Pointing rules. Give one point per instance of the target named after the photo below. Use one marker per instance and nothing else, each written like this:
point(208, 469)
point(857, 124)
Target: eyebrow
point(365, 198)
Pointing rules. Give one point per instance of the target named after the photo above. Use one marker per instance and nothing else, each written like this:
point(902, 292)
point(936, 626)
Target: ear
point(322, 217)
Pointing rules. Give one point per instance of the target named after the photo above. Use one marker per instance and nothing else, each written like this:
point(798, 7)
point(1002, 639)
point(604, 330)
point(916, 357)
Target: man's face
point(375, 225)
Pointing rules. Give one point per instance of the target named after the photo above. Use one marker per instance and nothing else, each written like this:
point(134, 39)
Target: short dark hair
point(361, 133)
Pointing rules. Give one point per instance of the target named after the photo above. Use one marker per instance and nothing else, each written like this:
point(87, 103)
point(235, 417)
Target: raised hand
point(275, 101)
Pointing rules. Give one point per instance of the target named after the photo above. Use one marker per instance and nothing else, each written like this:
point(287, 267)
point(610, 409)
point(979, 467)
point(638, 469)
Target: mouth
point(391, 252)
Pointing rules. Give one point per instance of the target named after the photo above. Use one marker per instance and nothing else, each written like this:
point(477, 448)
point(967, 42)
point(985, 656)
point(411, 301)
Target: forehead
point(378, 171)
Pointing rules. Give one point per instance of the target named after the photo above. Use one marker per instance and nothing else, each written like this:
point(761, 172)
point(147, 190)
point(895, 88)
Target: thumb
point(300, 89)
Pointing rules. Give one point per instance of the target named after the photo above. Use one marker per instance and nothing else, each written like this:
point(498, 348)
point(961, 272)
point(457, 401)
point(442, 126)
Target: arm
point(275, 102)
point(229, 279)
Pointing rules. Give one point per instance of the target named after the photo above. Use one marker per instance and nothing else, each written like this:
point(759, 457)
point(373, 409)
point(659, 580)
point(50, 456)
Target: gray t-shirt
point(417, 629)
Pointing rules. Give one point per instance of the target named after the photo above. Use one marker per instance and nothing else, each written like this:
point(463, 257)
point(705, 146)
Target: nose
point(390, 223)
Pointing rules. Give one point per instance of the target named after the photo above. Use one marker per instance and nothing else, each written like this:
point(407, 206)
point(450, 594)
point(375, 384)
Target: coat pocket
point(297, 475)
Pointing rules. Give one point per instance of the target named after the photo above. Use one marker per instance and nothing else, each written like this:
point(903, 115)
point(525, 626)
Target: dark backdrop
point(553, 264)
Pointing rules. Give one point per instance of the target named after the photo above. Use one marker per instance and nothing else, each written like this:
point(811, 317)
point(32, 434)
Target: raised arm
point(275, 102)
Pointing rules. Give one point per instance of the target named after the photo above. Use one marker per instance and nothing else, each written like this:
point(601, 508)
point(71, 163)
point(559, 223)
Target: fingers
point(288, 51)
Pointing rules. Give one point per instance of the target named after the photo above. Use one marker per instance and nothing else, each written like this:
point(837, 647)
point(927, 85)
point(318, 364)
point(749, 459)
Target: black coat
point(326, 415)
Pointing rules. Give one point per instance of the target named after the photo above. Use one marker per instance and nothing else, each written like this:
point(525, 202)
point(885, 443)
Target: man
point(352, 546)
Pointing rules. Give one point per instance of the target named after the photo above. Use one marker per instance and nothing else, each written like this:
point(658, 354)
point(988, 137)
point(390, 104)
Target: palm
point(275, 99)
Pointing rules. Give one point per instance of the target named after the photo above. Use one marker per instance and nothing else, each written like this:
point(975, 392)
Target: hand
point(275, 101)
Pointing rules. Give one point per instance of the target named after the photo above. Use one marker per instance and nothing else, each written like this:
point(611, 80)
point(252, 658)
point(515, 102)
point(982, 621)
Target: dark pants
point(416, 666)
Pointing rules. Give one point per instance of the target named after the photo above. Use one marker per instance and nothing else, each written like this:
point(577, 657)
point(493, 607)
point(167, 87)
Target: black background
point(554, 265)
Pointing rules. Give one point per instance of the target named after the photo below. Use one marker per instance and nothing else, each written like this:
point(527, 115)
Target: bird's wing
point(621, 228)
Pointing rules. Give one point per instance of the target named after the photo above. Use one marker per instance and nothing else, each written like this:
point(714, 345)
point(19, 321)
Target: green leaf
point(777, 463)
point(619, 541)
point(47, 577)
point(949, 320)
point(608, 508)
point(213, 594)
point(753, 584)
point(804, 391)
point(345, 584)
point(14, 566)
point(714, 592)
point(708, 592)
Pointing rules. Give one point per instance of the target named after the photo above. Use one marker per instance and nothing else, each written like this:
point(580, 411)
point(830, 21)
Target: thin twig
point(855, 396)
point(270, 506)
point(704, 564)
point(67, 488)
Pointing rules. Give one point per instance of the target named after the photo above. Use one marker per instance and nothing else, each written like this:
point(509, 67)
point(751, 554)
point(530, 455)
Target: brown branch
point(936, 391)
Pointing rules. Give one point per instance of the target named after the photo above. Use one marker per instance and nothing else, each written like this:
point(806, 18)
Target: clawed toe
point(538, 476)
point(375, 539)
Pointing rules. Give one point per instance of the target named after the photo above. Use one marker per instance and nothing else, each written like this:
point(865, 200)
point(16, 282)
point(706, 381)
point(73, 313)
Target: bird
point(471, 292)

○ ○ ○ ○

**INSTRUCTIONS TO FOLLOW:** Count the lines in the records above that contain the string "raised", treating uppercase and lowercase as different. Reply with only the number.

**EXPECTED ANSWER:** 2